• [Instruções]:
1. Transcreva do acórdão, sem qualquer alteração, o trecho que vai de "Acórdão do Tribunal" até "um desses bens.", incluindo este último.
2. Prolongue o acórdão a partir do ponto em que o texto termina.

• [Seleção]:
....

Acórdão do Tribunal da Relação de Lisboa
Processo:
2586/2007-8
Relator: CAETANO DUARTE
Descritores: ARROLAMENTO
DESCRIÇÃO DE BENS
CASA DA MORADA DE FAMÍLIA
Nº do Documento: RL
Data do Acordão: 09/20/2007
Votação: UNANIMIDADE
Texto Integral: S
Meio Processual: AGRAVO
Decisão: NEGADO PROVIMENTO
Sumário: No arrolamento previsto no artigo 427.º do Código de Processo Civil o requerente satisfaz a designação concreta dos bens arrolados referindo que tem em vista os bens móveis existentes na casa de morada de família, não se justificando a concretização de cada um desses bens.

(SC)

....

• [Excertos dos registos]:
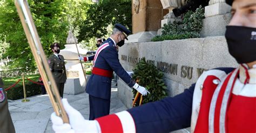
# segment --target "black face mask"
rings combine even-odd
[[[239,64],[256,61],[256,28],[227,26],[225,35],[228,51]]]
[[[58,53],[58,54],[59,54],[59,52],[60,51],[60,50],[59,49],[55,49],[54,50],[54,51]]]
[[[117,38],[117,40],[118,40],[118,38]],[[123,40],[120,41],[119,42],[117,42],[117,45],[118,46],[120,47],[121,47],[124,45],[124,40]]]

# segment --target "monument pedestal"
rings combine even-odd
[[[205,8],[206,18],[218,14],[224,14],[230,12],[231,6],[226,3],[217,3]]]
[[[125,43],[150,42],[156,35],[157,31],[139,32],[128,36],[128,40],[125,40]]]
[[[201,37],[224,35],[227,26],[231,19],[231,13],[216,15],[206,18],[203,20]]]
[[[76,43],[77,43],[77,39],[74,38],[70,31],[66,39],[66,43],[65,49],[61,50],[60,53],[65,60],[67,76],[64,93],[76,95],[84,92],[86,84],[83,68],[78,59],[77,49],[82,56],[84,56],[87,50],[80,48],[79,44],[77,44],[77,49]]]
[[[205,19],[203,21],[201,37],[224,35],[227,26],[231,19],[231,6],[221,0],[211,0],[205,6]]]
[[[64,93],[66,94],[76,95],[83,93],[85,87],[80,85],[79,78],[69,78],[66,79]]]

....

• [Respostas]:
1.
Acórdão do Tribunal da Relação de Lisboa
Processo:
2586/2007-8
Relator: CAETANO DUARTE
Descritores: ARROLAMENTO
DESCRIÇÃO DE BENS
CASA DA MORADA DE FAMÍLIA
Nº do Documento: RL
Data do Acordão: 09/20/2007
Votação: UNANIMIDADE
Texto Integral: S
Meio Processual: AGRAVO
Decisão: NEGADO PROVIMENTO
Sumário: No arrolamento previsto no artigo 427.º do Código de Processo Civil o requerente satisfaz a designação concreta dos bens arrolados referindo que tem em vista os bens móveis existentes na casa de morada de família, não se justificando a concretização de cada um desses bens.

2.
Decisão Texto Integral: Acordam no Tribunal da Relação de Lisboa

Francisco […] requereu contra Isabel […] providência cautelar especial de arrolamento por apenso à acção de divórcio que corre termos entre ambos. Alegou ser casado com a requerida e ter sido constrangido a sair de casa onde ficaram os bens móveis que eram próprios do requerente, tendo receio que os mesmos venham a ser extraviados.

Foi proferido despacho a determinar o arrolamento dos bens móveis existentes na […], arrolamento que se encontra devidamente efectuado. Deste despacho, vem o presente recurso, interposto pela requerida.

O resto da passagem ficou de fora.